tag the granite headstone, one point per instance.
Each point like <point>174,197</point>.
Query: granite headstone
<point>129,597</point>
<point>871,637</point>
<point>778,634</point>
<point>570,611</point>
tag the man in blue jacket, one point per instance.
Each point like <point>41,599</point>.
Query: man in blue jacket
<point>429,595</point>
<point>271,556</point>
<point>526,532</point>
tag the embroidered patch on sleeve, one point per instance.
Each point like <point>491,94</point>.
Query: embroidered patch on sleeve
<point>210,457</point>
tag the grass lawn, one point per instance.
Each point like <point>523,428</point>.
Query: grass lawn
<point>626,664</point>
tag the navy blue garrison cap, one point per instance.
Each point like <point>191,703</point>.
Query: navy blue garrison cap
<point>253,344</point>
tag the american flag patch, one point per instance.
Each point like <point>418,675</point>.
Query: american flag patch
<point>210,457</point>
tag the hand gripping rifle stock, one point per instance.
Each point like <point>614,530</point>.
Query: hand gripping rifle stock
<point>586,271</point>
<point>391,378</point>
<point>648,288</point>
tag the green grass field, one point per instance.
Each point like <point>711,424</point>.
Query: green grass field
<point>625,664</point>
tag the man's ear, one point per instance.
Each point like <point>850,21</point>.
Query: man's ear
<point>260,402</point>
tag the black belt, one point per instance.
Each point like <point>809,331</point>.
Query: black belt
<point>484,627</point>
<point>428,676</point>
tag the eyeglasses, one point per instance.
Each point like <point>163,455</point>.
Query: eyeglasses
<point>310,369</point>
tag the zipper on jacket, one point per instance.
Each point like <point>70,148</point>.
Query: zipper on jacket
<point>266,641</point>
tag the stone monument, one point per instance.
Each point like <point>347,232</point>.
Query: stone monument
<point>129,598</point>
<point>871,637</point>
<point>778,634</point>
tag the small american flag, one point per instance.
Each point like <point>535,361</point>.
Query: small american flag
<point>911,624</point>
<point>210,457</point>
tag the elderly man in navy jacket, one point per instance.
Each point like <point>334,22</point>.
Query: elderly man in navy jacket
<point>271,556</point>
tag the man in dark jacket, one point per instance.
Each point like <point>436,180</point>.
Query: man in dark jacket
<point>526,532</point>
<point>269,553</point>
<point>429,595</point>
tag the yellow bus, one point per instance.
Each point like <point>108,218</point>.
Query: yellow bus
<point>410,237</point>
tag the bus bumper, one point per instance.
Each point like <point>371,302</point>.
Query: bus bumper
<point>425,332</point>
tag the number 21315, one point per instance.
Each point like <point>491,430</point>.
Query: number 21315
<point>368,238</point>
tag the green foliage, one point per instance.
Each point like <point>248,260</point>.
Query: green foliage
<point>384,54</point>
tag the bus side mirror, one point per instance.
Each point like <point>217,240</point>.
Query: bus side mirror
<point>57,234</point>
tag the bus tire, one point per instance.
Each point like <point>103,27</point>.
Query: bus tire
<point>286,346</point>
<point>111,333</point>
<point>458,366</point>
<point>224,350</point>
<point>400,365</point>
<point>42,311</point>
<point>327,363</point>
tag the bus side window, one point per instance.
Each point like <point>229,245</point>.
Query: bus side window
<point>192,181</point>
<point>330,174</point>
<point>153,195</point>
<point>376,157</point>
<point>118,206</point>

> Instructions to follow: Give back the whole of the data above, exactly as written.

> Expected answer:
tag the granite headstone, one point per instance.
Each point like <point>174,197</point>.
Query: granite headstone
<point>129,597</point>
<point>871,637</point>
<point>778,634</point>
<point>570,611</point>
tag the man in blue jacket, one point per instance.
Each point like <point>41,599</point>.
Query: man in blue jacket
<point>429,595</point>
<point>271,556</point>
<point>526,532</point>
tag the embroidered patch on sleeve, one point per instance.
Each point like <point>491,94</point>.
Query: embroidered patch on sleeve
<point>210,457</point>
tag the grass lawn, one point per instance.
Each point like <point>523,428</point>.
Query: grass lawn
<point>626,664</point>
tag the navy blue garrison cap, one point per instance.
Each point like <point>191,703</point>.
Query: navy blue garrison cap
<point>253,344</point>
tag the american flag patch, one point per instance.
Each point like <point>418,675</point>.
Query: american flag patch
<point>210,457</point>
tag the hand gripping rifle stock, one point per instance.
Each point like <point>614,530</point>.
Query: hand gripping rifle stock
<point>586,271</point>
<point>391,378</point>
<point>648,288</point>
tag the green grass field, one point per instance.
Each point like <point>711,424</point>.
Query: green grass field
<point>625,664</point>
tag the man's ear, one point per instance.
Each point like <point>850,21</point>.
Query: man's ear
<point>260,402</point>
tag the black belt, one point per instance.
Each point like <point>809,331</point>.
Query: black belt
<point>484,627</point>
<point>428,676</point>
tag the eyeglasses, one point per instance.
Each point like <point>163,455</point>.
Query: eyeglasses
<point>310,369</point>
tag the zipper on jacket, one point per instance.
Each point like <point>70,148</point>.
Query: zipper on jacket
<point>266,641</point>
tag the stone monument, one point per instance.
Each point like <point>347,232</point>.
Query: stone monument
<point>129,598</point>
<point>871,637</point>
<point>778,634</point>
tag the small american flag, one point per instance.
Each point like <point>535,361</point>.
Query: small american flag
<point>911,624</point>
<point>210,457</point>
tag the elderly man in navy jacket, one point per instance.
Each point like <point>334,22</point>.
Query: elderly man in navy jacket
<point>271,556</point>
tag the man in dark jacket, one point per instance.
Each point like <point>436,180</point>.
Query: man in dark jacket
<point>526,532</point>
<point>269,553</point>
<point>429,595</point>
tag the yellow bus, one point per instance.
Each point like <point>108,218</point>.
Query: yellow bus
<point>410,237</point>
tag the bus bumper, one point per instance.
Each point like <point>371,302</point>.
Query: bus bumper
<point>425,332</point>
tag the number 21315, one point per instance.
Each point like <point>491,430</point>.
Query: number 21315
<point>368,238</point>
tag the green foliage, one point per instance.
Each point like <point>248,260</point>.
Query: green foliage
<point>384,54</point>
tag the bus side mirror, one point per instance.
Each point like <point>217,240</point>.
Query: bus side mirror
<point>57,234</point>
tag the bus tire, one point per instance.
Each point like <point>103,27</point>.
Query: bus tire
<point>286,346</point>
<point>111,333</point>
<point>458,366</point>
<point>224,350</point>
<point>400,365</point>
<point>42,311</point>
<point>327,363</point>
tag the bus side window, one point per instance.
Each point like <point>229,245</point>.
Query: bus side window
<point>192,181</point>
<point>330,174</point>
<point>153,195</point>
<point>376,157</point>
<point>118,206</point>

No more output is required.